• [Dataset items]

Content starts

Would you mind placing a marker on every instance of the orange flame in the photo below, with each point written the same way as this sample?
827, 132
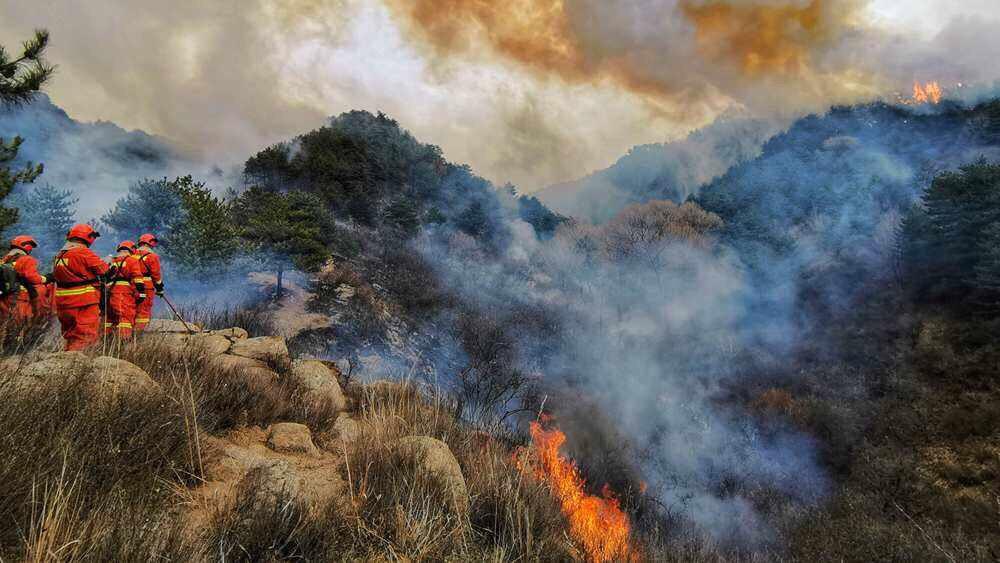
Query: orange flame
596, 523
929, 93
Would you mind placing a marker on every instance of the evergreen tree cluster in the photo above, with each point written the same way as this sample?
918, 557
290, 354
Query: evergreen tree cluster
21, 77
950, 241
367, 169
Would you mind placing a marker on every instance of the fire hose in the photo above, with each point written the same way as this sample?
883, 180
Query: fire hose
178, 315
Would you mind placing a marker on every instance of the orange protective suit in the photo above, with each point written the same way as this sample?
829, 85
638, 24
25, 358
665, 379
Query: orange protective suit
149, 263
27, 304
125, 288
77, 272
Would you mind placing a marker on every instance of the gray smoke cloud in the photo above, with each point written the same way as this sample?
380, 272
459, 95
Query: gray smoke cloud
223, 79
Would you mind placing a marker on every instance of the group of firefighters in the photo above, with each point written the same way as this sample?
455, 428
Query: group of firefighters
83, 290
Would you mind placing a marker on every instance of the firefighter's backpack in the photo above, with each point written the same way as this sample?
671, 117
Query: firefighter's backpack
10, 283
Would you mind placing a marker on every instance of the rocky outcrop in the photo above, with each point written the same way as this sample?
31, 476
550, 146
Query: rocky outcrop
346, 429
270, 484
433, 458
321, 383
263, 348
111, 376
290, 437
106, 376
64, 364
171, 326
232, 334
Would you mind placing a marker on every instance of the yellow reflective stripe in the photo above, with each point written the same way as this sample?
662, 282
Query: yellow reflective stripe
76, 291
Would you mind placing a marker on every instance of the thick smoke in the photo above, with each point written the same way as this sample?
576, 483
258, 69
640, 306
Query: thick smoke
652, 332
671, 171
686, 57
95, 161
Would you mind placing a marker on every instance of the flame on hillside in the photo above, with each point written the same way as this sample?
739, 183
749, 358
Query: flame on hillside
597, 523
929, 93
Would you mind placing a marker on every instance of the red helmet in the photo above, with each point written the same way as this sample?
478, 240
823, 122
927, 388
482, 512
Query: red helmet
83, 233
24, 242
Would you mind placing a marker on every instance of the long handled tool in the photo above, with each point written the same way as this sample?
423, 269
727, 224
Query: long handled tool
178, 315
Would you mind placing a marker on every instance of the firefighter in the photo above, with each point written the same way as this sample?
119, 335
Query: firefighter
126, 293
78, 274
152, 278
28, 303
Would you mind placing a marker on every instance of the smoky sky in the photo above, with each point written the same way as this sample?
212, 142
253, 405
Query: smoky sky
528, 91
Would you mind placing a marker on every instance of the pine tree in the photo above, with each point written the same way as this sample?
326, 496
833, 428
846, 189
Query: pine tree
150, 206
285, 231
943, 244
46, 213
988, 269
205, 238
20, 79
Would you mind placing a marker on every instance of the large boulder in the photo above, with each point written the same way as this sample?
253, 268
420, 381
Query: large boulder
170, 325
290, 437
59, 364
346, 429
228, 362
211, 344
234, 333
270, 349
111, 376
434, 459
271, 484
320, 382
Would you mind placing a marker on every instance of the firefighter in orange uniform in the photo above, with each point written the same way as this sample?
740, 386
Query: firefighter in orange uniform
78, 274
27, 304
127, 291
149, 262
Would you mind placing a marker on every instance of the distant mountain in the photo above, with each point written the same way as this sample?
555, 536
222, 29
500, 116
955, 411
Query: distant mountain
661, 171
840, 173
97, 161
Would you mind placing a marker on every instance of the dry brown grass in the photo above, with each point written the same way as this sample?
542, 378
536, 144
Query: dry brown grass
398, 511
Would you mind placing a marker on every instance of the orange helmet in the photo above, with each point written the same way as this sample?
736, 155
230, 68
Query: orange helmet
24, 242
83, 233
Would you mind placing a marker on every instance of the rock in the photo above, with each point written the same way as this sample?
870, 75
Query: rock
228, 362
346, 428
320, 382
212, 344
169, 325
59, 364
290, 437
271, 484
262, 348
111, 376
234, 333
434, 458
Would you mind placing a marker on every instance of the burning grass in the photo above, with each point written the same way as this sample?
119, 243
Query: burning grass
597, 523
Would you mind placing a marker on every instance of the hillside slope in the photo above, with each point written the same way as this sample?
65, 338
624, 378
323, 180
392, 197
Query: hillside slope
96, 161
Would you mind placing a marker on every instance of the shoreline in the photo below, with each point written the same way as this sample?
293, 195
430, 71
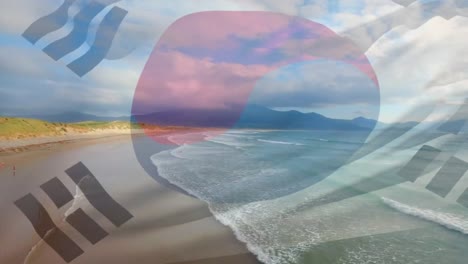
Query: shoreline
168, 227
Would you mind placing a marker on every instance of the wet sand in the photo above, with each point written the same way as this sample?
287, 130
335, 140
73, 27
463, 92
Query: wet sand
167, 227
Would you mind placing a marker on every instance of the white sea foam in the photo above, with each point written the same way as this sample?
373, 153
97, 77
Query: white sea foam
450, 221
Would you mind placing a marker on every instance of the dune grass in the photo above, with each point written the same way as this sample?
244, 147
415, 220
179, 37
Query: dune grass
16, 128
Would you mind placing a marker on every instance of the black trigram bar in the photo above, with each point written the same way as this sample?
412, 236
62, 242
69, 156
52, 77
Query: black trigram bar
86, 226
46, 228
97, 196
416, 166
463, 200
448, 176
57, 192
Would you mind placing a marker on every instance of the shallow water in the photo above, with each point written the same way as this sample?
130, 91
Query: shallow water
265, 186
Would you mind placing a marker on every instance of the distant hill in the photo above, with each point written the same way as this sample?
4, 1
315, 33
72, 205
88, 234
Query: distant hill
254, 116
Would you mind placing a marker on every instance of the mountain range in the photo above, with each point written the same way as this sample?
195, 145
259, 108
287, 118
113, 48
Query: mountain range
252, 116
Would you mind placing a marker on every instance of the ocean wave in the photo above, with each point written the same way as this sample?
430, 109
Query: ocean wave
280, 142
450, 221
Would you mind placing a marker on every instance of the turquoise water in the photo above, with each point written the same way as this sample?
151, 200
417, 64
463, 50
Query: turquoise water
265, 186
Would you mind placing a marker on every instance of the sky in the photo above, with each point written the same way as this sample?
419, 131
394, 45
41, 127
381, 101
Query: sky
417, 60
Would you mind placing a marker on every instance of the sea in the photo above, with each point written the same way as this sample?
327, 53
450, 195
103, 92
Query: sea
297, 196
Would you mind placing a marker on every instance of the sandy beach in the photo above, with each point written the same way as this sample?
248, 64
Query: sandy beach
167, 227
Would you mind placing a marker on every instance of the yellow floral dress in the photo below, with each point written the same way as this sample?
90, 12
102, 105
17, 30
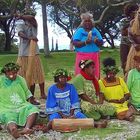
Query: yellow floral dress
115, 91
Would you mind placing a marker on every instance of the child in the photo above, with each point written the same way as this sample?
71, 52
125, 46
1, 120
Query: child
62, 100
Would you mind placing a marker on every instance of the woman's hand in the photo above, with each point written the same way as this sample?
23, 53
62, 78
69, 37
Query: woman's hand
88, 41
122, 100
33, 38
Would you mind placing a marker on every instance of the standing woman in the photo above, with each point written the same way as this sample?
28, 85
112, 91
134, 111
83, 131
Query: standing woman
115, 91
134, 35
129, 11
87, 40
28, 33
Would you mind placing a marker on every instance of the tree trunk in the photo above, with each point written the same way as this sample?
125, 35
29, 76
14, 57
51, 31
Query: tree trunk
7, 40
45, 28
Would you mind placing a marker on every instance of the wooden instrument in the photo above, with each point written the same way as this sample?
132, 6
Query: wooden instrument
70, 125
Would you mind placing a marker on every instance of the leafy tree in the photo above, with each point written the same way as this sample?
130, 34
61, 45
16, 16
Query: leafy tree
8, 8
107, 13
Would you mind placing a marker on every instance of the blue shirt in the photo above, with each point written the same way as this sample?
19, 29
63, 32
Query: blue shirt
81, 35
62, 100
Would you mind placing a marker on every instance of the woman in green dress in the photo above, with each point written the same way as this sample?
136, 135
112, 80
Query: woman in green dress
15, 110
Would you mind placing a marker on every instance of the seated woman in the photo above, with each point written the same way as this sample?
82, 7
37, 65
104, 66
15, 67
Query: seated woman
15, 110
62, 100
115, 90
91, 102
133, 82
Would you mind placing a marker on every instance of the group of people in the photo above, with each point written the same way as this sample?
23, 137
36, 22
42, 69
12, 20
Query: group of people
86, 95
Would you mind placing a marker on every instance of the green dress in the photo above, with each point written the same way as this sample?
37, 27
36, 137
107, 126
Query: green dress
92, 111
13, 101
133, 82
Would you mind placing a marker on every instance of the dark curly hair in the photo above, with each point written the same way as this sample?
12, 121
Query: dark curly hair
129, 8
109, 62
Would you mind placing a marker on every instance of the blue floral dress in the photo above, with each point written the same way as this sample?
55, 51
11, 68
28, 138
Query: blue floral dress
63, 100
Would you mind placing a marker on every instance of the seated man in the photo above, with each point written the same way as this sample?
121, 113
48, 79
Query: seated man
115, 91
62, 100
15, 110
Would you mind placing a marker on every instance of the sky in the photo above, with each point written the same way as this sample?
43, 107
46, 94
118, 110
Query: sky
63, 40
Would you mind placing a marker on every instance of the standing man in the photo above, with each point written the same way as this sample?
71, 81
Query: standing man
28, 55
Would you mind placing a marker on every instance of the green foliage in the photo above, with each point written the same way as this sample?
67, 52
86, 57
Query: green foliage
2, 41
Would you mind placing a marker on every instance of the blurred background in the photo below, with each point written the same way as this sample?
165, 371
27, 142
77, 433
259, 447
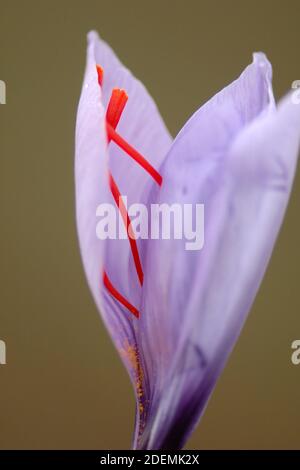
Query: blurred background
63, 385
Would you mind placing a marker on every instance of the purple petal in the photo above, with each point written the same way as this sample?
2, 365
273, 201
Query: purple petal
142, 126
244, 179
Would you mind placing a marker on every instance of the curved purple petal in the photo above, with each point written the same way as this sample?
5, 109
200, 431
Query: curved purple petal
192, 306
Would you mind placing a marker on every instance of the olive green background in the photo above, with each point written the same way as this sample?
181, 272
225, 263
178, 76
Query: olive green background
63, 385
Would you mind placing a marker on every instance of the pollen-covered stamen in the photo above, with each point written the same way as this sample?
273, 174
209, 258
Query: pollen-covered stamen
116, 294
100, 74
116, 105
130, 233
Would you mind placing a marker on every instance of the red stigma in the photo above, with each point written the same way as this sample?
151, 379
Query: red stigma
114, 112
100, 74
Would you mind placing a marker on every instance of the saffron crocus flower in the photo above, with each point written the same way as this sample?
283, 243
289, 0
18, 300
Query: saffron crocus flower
174, 315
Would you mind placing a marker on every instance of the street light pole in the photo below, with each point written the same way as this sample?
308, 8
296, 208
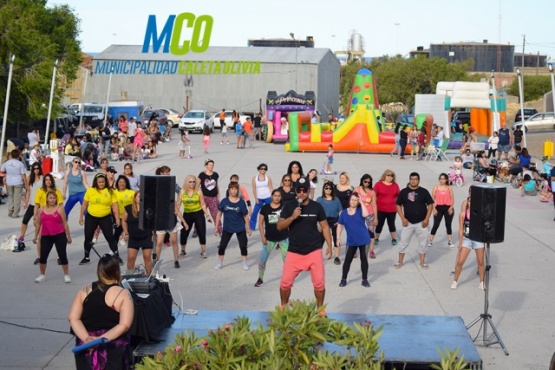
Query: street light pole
6, 106
47, 133
87, 73
520, 92
397, 37
295, 40
108, 96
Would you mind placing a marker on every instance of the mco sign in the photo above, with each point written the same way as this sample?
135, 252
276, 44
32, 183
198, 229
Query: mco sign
170, 37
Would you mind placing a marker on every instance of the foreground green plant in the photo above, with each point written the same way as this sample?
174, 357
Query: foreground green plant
294, 338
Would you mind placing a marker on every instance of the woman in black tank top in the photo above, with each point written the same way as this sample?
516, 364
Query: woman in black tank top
103, 309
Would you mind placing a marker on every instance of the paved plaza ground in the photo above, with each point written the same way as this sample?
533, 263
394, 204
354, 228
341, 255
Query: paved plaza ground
33, 317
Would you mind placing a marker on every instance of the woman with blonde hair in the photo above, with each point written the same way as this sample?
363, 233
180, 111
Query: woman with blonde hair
195, 213
136, 237
386, 190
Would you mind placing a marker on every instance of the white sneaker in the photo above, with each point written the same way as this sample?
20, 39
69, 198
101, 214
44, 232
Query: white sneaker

Content ends

• [ACTIVITY] Determine how many lines in the records include the word "below", and reply with that number alone.

• [EXERCISE SOLUTION] 5